STATED TASK:
Copy the listing below verbatim, from the line with "Intersection-audit request. Target: white travel" up to and including the line with "(1057, 480)".

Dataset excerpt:
——————

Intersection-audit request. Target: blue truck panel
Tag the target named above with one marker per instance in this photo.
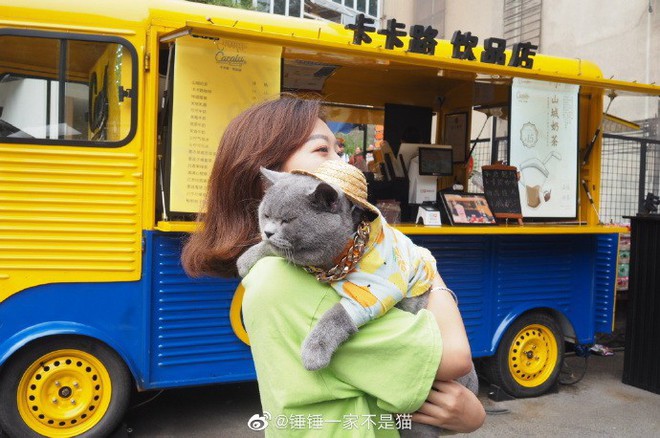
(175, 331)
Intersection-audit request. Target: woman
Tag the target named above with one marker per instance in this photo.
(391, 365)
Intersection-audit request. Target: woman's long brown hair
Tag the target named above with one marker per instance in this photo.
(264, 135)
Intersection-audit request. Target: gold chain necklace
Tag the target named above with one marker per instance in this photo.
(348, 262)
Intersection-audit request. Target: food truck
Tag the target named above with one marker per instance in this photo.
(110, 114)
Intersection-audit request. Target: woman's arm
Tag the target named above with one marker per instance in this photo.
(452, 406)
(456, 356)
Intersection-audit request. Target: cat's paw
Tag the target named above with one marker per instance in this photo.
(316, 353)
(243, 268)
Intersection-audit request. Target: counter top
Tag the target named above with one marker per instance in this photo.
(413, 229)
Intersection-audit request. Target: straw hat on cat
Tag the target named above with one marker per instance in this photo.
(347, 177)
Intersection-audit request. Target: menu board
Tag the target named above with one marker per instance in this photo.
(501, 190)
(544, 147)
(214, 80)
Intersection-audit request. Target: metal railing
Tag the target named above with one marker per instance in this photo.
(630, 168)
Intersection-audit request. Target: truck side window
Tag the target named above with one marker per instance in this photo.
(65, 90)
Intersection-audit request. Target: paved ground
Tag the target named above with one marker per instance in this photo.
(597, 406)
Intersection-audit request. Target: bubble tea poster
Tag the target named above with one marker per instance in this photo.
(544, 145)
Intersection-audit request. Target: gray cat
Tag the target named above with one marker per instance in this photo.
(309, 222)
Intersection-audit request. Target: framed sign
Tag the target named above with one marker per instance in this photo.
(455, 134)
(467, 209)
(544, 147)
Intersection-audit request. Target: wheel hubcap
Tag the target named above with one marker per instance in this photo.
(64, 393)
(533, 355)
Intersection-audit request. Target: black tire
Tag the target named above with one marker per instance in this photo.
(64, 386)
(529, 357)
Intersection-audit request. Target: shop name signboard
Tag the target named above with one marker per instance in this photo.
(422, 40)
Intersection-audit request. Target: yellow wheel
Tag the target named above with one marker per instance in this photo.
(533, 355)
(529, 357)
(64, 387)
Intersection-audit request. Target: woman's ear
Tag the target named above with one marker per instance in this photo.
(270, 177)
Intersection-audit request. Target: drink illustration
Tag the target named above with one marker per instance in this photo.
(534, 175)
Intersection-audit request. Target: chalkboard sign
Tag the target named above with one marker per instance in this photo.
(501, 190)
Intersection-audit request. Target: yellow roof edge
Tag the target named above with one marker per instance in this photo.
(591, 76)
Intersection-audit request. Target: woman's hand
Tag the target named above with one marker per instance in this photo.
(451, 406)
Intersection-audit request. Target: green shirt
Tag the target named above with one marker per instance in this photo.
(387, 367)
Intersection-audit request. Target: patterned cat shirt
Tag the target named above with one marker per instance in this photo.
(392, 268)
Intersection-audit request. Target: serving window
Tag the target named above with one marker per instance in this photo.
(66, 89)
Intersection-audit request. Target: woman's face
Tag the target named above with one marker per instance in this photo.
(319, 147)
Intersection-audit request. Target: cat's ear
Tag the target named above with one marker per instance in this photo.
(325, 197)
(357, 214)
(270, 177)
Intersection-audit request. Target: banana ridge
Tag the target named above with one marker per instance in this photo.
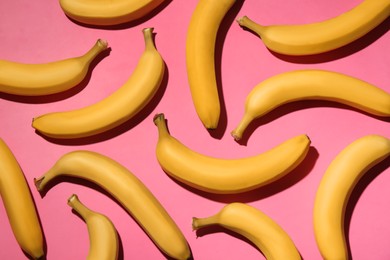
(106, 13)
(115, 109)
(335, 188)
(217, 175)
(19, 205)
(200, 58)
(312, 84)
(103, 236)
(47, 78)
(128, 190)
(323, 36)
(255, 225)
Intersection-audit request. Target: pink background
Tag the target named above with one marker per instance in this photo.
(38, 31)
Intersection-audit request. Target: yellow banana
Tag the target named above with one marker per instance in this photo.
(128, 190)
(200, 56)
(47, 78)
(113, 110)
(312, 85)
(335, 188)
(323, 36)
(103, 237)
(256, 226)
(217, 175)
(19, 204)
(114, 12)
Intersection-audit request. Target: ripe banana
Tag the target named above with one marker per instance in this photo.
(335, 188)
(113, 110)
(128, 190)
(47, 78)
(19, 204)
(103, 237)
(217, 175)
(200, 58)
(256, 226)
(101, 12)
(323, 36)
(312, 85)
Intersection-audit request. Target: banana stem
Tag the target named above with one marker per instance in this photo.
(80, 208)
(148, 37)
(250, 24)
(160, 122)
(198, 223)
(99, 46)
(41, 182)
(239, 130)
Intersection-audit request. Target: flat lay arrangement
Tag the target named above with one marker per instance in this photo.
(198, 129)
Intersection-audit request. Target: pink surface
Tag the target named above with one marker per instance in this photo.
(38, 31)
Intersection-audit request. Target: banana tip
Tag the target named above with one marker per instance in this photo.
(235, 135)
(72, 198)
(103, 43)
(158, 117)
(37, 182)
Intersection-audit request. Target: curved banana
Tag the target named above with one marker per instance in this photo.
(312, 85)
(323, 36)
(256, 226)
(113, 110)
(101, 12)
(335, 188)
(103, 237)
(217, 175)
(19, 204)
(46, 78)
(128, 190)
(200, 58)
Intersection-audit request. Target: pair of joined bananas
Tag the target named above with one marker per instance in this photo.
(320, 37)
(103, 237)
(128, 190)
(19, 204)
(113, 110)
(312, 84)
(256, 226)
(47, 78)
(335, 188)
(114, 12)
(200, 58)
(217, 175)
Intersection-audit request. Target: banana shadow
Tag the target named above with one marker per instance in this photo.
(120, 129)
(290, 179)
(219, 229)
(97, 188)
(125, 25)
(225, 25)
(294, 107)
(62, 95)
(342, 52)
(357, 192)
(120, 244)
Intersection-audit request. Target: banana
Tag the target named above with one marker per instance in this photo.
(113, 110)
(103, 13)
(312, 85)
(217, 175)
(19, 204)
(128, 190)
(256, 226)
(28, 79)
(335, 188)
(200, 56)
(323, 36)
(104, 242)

——————

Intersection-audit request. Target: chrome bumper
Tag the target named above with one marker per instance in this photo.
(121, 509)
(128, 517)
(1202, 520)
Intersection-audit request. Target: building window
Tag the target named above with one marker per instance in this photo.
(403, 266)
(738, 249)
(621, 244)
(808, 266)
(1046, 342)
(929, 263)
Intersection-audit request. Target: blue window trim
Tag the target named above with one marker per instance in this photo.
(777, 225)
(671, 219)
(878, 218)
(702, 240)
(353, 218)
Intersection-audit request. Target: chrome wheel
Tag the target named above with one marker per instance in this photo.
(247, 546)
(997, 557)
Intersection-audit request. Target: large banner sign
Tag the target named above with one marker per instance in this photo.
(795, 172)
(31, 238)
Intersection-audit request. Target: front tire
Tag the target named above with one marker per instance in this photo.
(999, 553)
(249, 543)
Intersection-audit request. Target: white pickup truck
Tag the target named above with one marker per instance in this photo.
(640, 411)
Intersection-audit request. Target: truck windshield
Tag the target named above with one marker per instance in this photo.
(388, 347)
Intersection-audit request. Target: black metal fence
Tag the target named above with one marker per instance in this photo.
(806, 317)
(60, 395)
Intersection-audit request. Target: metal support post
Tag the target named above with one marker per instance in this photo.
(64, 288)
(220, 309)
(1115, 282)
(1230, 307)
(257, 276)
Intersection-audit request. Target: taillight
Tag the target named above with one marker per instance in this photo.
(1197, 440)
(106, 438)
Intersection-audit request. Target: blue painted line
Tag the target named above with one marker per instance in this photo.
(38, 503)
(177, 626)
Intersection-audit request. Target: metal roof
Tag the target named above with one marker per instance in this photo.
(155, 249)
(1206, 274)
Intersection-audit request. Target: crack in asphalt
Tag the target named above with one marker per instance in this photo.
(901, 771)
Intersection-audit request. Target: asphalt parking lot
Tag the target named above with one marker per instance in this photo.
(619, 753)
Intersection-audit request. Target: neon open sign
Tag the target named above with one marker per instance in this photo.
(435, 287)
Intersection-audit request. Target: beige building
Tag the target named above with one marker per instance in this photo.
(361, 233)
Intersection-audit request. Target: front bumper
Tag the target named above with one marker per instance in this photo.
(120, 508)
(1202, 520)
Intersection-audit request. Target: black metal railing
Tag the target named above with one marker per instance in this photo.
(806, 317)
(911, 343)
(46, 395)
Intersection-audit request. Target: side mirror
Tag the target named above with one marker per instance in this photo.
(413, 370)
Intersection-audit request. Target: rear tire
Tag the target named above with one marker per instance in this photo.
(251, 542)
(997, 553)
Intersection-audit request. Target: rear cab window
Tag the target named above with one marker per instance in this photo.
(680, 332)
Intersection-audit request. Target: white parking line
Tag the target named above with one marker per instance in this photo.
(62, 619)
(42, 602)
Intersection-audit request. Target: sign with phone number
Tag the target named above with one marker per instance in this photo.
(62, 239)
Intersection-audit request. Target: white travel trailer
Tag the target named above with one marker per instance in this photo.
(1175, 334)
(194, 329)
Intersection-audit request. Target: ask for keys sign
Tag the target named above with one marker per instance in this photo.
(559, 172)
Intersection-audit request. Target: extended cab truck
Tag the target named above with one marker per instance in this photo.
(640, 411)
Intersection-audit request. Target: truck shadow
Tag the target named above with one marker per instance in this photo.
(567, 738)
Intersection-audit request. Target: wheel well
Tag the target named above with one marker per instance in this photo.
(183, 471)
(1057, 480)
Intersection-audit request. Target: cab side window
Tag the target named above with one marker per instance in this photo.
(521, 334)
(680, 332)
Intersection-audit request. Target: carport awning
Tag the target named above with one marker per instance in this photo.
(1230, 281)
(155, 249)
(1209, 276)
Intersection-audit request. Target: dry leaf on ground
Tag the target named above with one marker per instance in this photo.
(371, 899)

——————

RESULT FOR THIS EXERCISE:
Intersection-audit request. Target: white travel trailer
Tag the target named above with one marker per instance in this photo.
(1175, 334)
(194, 329)
Intersection-audit request. Target: ask for keys sign
Tag the target named above with one marker per instance in this photo.
(559, 172)
Intersection-audit request. Target: extended cab truck
Tag the target named above with one marker per instance in this photo.
(640, 411)
Intersection-audit request. Target: truck shadow
Tag the target named above with one marker per instance in this photo.
(567, 738)
Intersection-audit request. Target: wheel well
Tag the target named above with one marker per instance in this photo.
(183, 471)
(1057, 480)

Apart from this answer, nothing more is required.